READING TEXT
□ □ □
July 4, 2000 Scientists have found that cocaine abuse coupled with use of alcohol leads to more impulsive decision-making and to poorer performance on tests of learning and memory than does use of either cocaine or alcohol alone. The negative effects on the ability to think clearly persist for at least a month after the substance use stops, according to an article about the study in the June 27 issue of Neurology.
"This study reveals important basic information about the way these substances interact," says NIDA Director Dr. Alan I. Leshner. "It also has significant implications for drug abuse treatment, which involves learning and remembering concepts that help recovering drug abusers to change behaviors and avoid situations where they might use drugs."
Dr. Jean Lud Cadet, of NIDA's Intramural Research Program in Baltimore, and Dr. Karen Bolla, of Johns Hopkins Medical Institutions in Baltimore, studied the interactive effects of cocaine and alcohol in 56 adult cocaine abusers. Roughly half the study participants also consumed at least 10 alcoholic drinks per week. All participants abstained from both cocaine and alcohol during the four-week study.
□ □ □
EXPLORE THE MATERIAL
**1)** Using the cocaine and alcohol article, answer:
(a) In which issue of which journal did the article about the study appear?
(b) How many adult cocaine abusers took part in the study?
(c) How long did the participants abstain from cocaine and alcohol?
**2)** Can you turn the paragraph of the cocaine and alcohol article that begins "Dr. Jean Lud Cadet, of NIDA's" into a short list that keeps its main facts?
**3)** Would you go on with the cocaine and alcohol article, picking up right after its final sentence?

EXERCISE DATA
□ □ □
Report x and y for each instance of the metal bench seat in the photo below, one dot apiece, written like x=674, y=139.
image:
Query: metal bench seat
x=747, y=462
□ □ □
EXPECTED OUTPUTS
**1)**
(a) The June 27 issue of Neurology.
(b) 56.
(c) Four weeks, the length of the study.

**2)**
- Researchers: Dr. Jean Lud Cadet (NIDA's Intramural Research Program, Baltimore) and Dr. Karen Bolla (Johns Hopkins Medical Institutions, Baltimore)
- Subject: the interactive effects of cocaine and alcohol
- Participants: 56 adult cocaine abusers, roughly half of whom also drank at least 10 alcoholic drinks per week
- Condition: all participants abstained from cocaine and alcohol during the four-week study

**3)**
During the first three days of the study the participants were given a battery of tests to measure general intelligence, verbal memory and learning, and attention, planning, and mental flexibility. The tests were repeated during the fourth week of the study.
"The results of this study support the view that cocaine abuse can have a major negative impact on the brain and these effects are compounded by the concurrent use of alcohol," explained Dr. Cadet.